Problemas a resolver:
(1) Segundo o texto sobre o incêndio na aldeia Anderé, o que os moradores estavam fazendo no momento da destruição?
(2) Por favor, retome o texto sobre o incêndio na aldeia Anderé logo após a última frase apresentada.

Texto:
───
Foto _ Rota Comando |
Incêndio criminoso destruiu três casas na última segunda-feira, 29, na aldeia Anderé, Terra Indígena (TI) Rio Branco, Alta Floresta do Oeste (RO). Indígenas do povo Makurap acreditam que o fogo tenha sido provocado por madeireiros que moram próximo à área. “A gente não merece isso. Não sabemos o porquê de toda essa violência”, lamenta liderança indígena. Ainda, um gerador de energia responsável pelo abastecimento de luz e água da comunidade desapareceu após incêndio. Os indígenas encontraram perfurações na caixa d’agua feitas com arma de fogo. No momento da destruição todos os moradores estavam fora da aldeia, ao coletar castanhas. “A gente acredita que estavam observando e aproveitaram o momento que não tinha ninguém na aldeia”.
Para liderança da TI, o ato demonstra hostilidade contra as populações tradicionais que vivem no norte do Estado. “Já existiram alguns conflitos entre indígenas e não indígenas. Eles querem explorar em nossas aldeias. Tem muitos madeireiros e pescadores que rondam por aqui. Reclamamos que não queríamos mais eles em nossas terras. Não devem ter gostado e se vingaram”, comenta. A terra tradicional é habitada pelos povos Aikanã, Arikapú, Aruá, Djeoromitxí, Kanoê, Makurap e Tupari.
“Além de duas casas, eles queimaram também a nossa casa de chica. Era um lugar sagrado”, lamenta outro indígena. “Ontem fomos até a Fundação Nacional do Índio, em Ji Paraná, para colocar o que aconteceu. O mínimo que esperamos é que seja feita alguma coisa, também que protejam a gente”.
Os Makurap foram historicamente sitiados e violentados por projetos de exploração. No ciclo da borracha, o território tradicional desses grupos foi invadido por seringais. Na história do povo esse regime é conhecido como momento de depopulação em razão de epidemias.
Em agosto, lideranças da Organização dos Povos Indígenas de Rondônia, Noroeste do Mato Grosso e Sul do Amazonas (Opiroma) e da Associação das Guerreiras Indígenas de Rondônia (Agir) denunciaram em Brasília as invasões e desmatamento que ocorrem constantemente em suas terras.
“Nós temos loteamentos feitos dentro das Terras Indígenas Uru Eu Au Au, Karitiana, Karipuna, entre outras terras indígenas”, comentou José Luís Kassupá, coordenador da Opiroma. “Há mais de trinta anos estamos lutando para retirar os invasores de dentro das terras indígenas. Hoje o marco temporal legaliza isso e outras questões também, como as invasões, o desmatamento dentro das terras indígenas”.
───
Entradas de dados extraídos
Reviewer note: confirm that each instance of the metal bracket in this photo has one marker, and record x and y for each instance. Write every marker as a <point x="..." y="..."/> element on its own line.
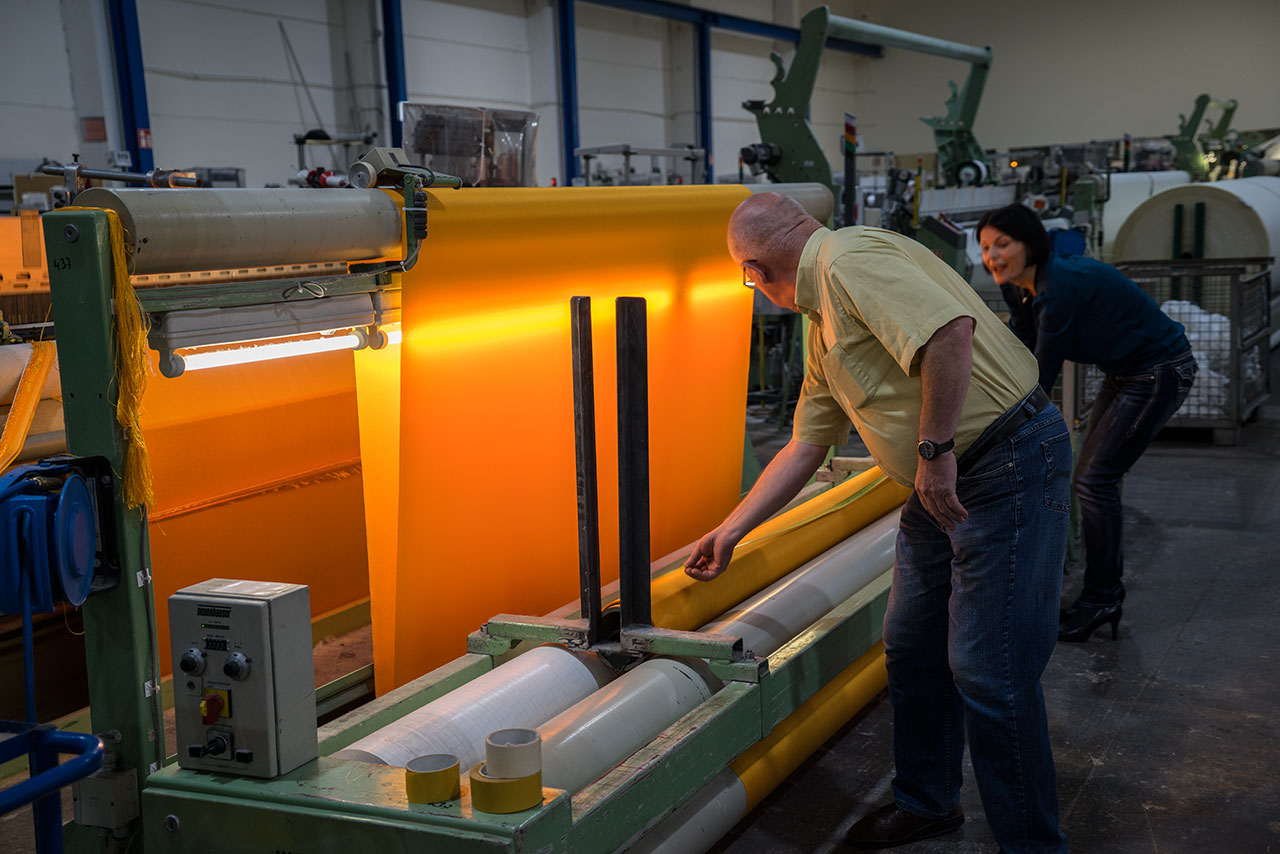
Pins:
<point x="694" y="644"/>
<point x="544" y="630"/>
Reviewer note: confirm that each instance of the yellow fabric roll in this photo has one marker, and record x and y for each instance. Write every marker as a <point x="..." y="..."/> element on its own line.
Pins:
<point x="803" y="731"/>
<point x="776" y="548"/>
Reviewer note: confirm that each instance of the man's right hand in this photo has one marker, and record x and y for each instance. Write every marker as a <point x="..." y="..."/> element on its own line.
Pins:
<point x="712" y="555"/>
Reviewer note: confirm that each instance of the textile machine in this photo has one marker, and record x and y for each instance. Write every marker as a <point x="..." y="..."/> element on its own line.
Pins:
<point x="664" y="708"/>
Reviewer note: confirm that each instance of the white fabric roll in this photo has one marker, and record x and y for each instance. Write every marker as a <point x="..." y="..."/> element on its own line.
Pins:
<point x="526" y="692"/>
<point x="1128" y="191"/>
<point x="777" y="613"/>
<point x="512" y="753"/>
<point x="592" y="736"/>
<point x="1242" y="219"/>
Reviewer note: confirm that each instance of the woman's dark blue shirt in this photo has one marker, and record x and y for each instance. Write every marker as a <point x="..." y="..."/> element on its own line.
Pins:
<point x="1089" y="313"/>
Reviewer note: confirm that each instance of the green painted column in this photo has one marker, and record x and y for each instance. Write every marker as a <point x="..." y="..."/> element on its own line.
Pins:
<point x="119" y="624"/>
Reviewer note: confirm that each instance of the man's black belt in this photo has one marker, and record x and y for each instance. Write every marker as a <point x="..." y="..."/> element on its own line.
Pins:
<point x="1002" y="428"/>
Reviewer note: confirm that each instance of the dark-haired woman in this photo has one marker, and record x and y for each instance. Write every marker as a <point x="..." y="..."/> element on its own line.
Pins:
<point x="1074" y="307"/>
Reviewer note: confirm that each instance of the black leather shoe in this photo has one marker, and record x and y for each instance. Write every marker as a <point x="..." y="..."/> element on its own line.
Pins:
<point x="890" y="827"/>
<point x="1079" y="621"/>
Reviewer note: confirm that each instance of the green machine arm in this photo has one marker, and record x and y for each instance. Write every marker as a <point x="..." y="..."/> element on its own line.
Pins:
<point x="787" y="137"/>
<point x="1191" y="156"/>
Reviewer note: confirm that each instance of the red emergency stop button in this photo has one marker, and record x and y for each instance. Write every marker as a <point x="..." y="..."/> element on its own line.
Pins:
<point x="210" y="708"/>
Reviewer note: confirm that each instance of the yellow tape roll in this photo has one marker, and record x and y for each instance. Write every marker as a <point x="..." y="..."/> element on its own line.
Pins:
<point x="504" y="794"/>
<point x="433" y="779"/>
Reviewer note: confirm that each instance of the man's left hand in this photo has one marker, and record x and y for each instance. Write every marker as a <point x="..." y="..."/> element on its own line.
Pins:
<point x="936" y="485"/>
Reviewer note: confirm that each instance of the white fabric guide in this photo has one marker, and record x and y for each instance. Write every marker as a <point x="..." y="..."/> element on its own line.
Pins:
<point x="526" y="692"/>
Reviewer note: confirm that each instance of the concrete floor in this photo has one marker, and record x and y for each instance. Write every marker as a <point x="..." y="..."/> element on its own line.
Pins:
<point x="1168" y="740"/>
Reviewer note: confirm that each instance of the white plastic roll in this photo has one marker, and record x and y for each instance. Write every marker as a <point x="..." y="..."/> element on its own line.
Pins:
<point x="512" y="753"/>
<point x="777" y="613"/>
<point x="1242" y="219"/>
<point x="700" y="821"/>
<point x="1128" y="191"/>
<point x="526" y="692"/>
<point x="13" y="362"/>
<point x="595" y="734"/>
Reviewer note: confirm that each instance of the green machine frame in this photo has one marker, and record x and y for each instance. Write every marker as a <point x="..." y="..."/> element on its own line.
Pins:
<point x="784" y="122"/>
<point x="337" y="804"/>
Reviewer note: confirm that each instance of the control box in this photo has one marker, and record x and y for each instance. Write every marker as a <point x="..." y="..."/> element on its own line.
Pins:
<point x="243" y="677"/>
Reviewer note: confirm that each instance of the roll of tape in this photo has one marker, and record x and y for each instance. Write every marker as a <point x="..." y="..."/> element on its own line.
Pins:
<point x="433" y="779"/>
<point x="504" y="794"/>
<point x="513" y="753"/>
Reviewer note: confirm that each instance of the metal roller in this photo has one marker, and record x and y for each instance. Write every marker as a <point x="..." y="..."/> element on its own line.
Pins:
<point x="814" y="197"/>
<point x="173" y="231"/>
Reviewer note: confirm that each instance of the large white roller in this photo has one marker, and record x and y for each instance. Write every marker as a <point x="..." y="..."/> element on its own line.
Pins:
<point x="1242" y="219"/>
<point x="525" y="693"/>
<point x="593" y="735"/>
<point x="778" y="612"/>
<point x="700" y="821"/>
<point x="172" y="231"/>
<point x="1128" y="191"/>
<point x="599" y="731"/>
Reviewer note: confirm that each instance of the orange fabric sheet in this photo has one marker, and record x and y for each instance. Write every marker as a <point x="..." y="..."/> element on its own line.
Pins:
<point x="483" y="517"/>
<point x="256" y="473"/>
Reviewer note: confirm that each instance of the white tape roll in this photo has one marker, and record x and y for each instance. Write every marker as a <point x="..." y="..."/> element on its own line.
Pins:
<point x="513" y="753"/>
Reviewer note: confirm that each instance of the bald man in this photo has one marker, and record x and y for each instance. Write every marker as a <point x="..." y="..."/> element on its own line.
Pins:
<point x="947" y="401"/>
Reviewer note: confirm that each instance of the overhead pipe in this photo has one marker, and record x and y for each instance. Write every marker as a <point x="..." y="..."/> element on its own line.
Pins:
<point x="891" y="37"/>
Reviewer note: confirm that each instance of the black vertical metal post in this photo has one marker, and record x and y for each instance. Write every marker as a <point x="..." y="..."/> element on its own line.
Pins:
<point x="1198" y="251"/>
<point x="584" y="444"/>
<point x="634" y="462"/>
<point x="1175" y="283"/>
<point x="850" y="182"/>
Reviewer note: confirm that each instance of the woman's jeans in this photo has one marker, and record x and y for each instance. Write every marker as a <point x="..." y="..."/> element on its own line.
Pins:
<point x="972" y="621"/>
<point x="1129" y="411"/>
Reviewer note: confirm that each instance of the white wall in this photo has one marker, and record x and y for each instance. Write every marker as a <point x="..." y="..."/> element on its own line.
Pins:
<point x="220" y="94"/>
<point x="220" y="91"/>
<point x="37" y="113"/>
<point x="1072" y="73"/>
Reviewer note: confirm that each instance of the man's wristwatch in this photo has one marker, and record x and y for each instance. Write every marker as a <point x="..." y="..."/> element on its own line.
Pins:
<point x="931" y="450"/>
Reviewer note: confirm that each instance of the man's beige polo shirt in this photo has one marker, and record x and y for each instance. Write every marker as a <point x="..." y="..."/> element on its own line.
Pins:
<point x="876" y="297"/>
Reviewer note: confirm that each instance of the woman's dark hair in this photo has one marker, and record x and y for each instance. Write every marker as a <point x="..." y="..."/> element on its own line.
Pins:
<point x="1022" y="224"/>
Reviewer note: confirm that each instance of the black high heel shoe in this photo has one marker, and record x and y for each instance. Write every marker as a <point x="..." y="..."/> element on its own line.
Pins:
<point x="1079" y="621"/>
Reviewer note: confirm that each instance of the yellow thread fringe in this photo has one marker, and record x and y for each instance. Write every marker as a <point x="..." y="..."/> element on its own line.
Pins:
<point x="131" y="368"/>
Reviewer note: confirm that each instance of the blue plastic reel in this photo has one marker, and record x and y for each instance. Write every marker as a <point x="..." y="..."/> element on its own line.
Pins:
<point x="48" y="534"/>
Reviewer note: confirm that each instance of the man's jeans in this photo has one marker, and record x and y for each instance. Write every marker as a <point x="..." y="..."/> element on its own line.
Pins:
<point x="972" y="621"/>
<point x="1127" y="415"/>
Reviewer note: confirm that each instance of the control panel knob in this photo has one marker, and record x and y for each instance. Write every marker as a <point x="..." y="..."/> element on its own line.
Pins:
<point x="216" y="745"/>
<point x="236" y="666"/>
<point x="192" y="662"/>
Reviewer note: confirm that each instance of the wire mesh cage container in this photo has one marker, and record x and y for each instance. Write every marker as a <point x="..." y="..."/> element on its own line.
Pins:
<point x="1225" y="307"/>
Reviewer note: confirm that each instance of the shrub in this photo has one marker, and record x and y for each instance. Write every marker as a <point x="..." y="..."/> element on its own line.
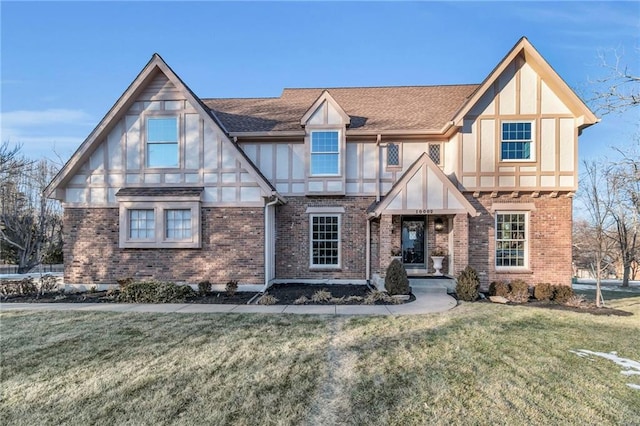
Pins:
<point x="468" y="284"/>
<point x="374" y="296"/>
<point x="543" y="291"/>
<point x="123" y="282"/>
<point x="575" y="301"/>
<point x="301" y="300"/>
<point x="499" y="288"/>
<point x="396" y="280"/>
<point x="204" y="287"/>
<point x="562" y="293"/>
<point x="518" y="292"/>
<point x="267" y="299"/>
<point x="154" y="292"/>
<point x="24" y="286"/>
<point x="231" y="287"/>
<point x="321" y="296"/>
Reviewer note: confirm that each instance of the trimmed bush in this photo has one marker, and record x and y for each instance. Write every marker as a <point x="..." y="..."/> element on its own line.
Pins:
<point x="499" y="288"/>
<point x="24" y="286"/>
<point x="518" y="292"/>
<point x="562" y="293"/>
<point x="468" y="284"/>
<point x="396" y="280"/>
<point x="154" y="292"/>
<point x="231" y="287"/>
<point x="204" y="287"/>
<point x="124" y="282"/>
<point x="543" y="291"/>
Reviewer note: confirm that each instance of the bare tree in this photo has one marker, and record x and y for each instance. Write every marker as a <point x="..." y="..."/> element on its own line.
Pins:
<point x="624" y="185"/>
<point x="598" y="206"/>
<point x="29" y="221"/>
<point x="619" y="89"/>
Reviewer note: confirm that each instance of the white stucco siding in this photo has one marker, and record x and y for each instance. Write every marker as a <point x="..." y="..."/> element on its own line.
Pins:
<point x="206" y="157"/>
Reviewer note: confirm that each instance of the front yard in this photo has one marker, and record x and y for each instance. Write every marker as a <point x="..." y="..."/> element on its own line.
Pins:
<point x="479" y="363"/>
───
Respostas finais:
(1) Estavam fora da aldeia, coletando castanhas.

(2)
Em fevereiro de 2017, uma reportagem do portal Amazônia Real apurou que as Secretarias de Agricultura (Seagri) e de Desenvolvimento Ambiental (Sedam) do governo do estado de Rondônia atuaram ativamente na distribuição de lotes dentro da área demarcada, participando inclusive de reuniões realizadas dentro da terra indígena, junto com o vice-prefeito do município de Ariquemes (RO), Lucas Follador, e um representante do senador Acir Gurgacz (PDT-RO).
Em levantamento realizado pela Associação Jupaú e pela Associação Etnoambiental Kanindé e entregue ao Ministério Público Federal (MPF) em janeiro de 2017, constatou-se que há 313 Cadastros Ambientais Rurais (CAR) sobrepostos a terras indígenas no estado de Rondônia. A grande maioria – 275 – sobrepõe-se à TI Uru Eu Wau Wau, mas há também 15 registros de sobreposição à TI Massaco; 12 na TI Karipuna; 6 na TI Kaxarari; 2 na TI Karitiana; além de um na TI Sagarana, um na TI Sete de Setembro, um na TI Aripuanã e um na TI Lage e Ribeirão.
O registro no CAR pode ser feito pelos proprietários e, embora não seja um documento fundiário, há diversas denúncias de casos em que o CAR tem sido utilizado para legalizar áreas griladas, empregado como uma espécie de comprovação de ocupações ilegais.
Rondônia e o desmatamento
O avanço agressivo da exploração madeireira e grilagem das terras indígenas é uma prática da expansão da fronteira agrícola.
“Os invasores – madeireiros e grileiros – agem a luz do dia, sem que nenhum órgão de controle e fiscalização tome providencias para coibir tais ilegalidades”, denunciou em outubro uma nota do Conselho Indigenista Missionário Regional Rondônia. O texto aponta o marasmo governamental como atitude conivente com os crimes ambientais e contra as comunidades tradicionais que habitam a região.
“A omissão faz com que o Estado de Rondônia se caracterize como terra de ninguém, um campo aberto para a expansão de grupos econômicos inescrupulosos. Promove-se o esbulho possessório dentro das TI e Unidades de Conservação Ambiental”.
Há menos de 30 anos, Rondônia tinha 2% de áreas desmatadas. Hoje encontra-se como campeão da devastação na região Amazônica – 9 milhões de hectares, mais de um terço da área total do estado. Os dados são de 2007 e foram organizados pelo Instituto Nacional de Pesquisas Espaciais (Inpe). Entre os principais motivos para o desmatamento está o crescimento da indústria madeireira e as queimadas que são feitas para o desenvolvimento da pecuária e da agricultura.
De acordo com o estudo “O Fim da floresta? A devastação das Unidades de Conservação e Terras Indígenas no Estado de Rondônia”, o modelo econômico de exploração dos recursos naturais é um dos principais fatores que causam o aumento do desmatamento.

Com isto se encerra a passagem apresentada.